> _SELECTED EXCERPT_:
■ ■ ■
It is interesting to learn about those simple experiments that led to a gradual development in our understanding of photosynthesis.
Joseph Priestley (1733-1804) in 1770 performed a series of experiments that revealed the essential role of air in the growth of green plants. Priestley, you may recall, discovered oxygen in 1774. Priestley observed that a candle burning in a closed space – a bell jar, soon gets extinguished (Figure 11.1 a, b, c, d). Similarly, a mouse would soon suffocate in a closed space. He concluded that a burning candle or an animal that breathe the air, both somehow, damage the air. But when he placed a mint plant in the same bell jar, he found that the mouse stayed alive and the candle continued to burn. Priestley hypothesised as follows: Plants restore to the air whatever breathing animals and burning candles remove.
■ ■ ■
> _THE DATA_:
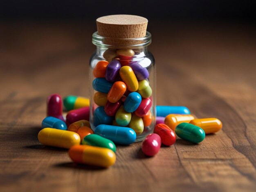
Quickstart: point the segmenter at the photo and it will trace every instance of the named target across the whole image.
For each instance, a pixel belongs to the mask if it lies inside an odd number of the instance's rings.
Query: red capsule
[[[135,115],[138,117],[144,117],[149,111],[152,105],[152,102],[150,99],[150,98],[142,98],[139,107],[134,112]]]
[[[165,124],[159,124],[155,125],[154,133],[161,137],[162,143],[171,146],[176,142],[176,134],[173,131]]]
[[[161,138],[158,135],[155,133],[150,134],[142,142],[142,152],[148,156],[154,156],[159,151],[161,142]]]
[[[71,123],[80,120],[89,120],[90,107],[85,107],[70,111],[66,116],[66,124],[69,126]]]
[[[108,101],[105,106],[104,110],[108,116],[114,116],[117,111],[117,109],[122,105],[123,102],[119,100],[116,103],[111,103]]]
[[[62,116],[62,99],[59,95],[54,94],[47,98],[47,115],[65,121]]]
■ ■ ■
Quote everything in the passage on Priestley's experiments from "It is interesting" down to "burning candles remove.". This data has no connection to the passage on Priestley's experiments.

> _COMPLETED TASK_:
It is interesting to learn about those simple experiments that led to a gradual development in our understanding of photosynthesis.
Joseph Priestley (1733-1804) in 1770 performed a series of experiments that revealed the essential role of air in the growth of green plants. Priestley, you may recall, discovered oxygen in 1774. Priestley observed that a candle burning in a closed space – a bell jar, soon gets extinguished (Figure 11.1 a, b, c, d). Similarly, a mouse would soon suffocate in a closed space. He concluded that a burning candle or an animal that breathe the air, both somehow, damage the air. But when he placed a mint plant in the same bell jar, he found that the mouse stayed alive and the candle continued to burn. Priestley hypothesised as follows: Plants restore to the air whatever breathing animals and burning candles remove.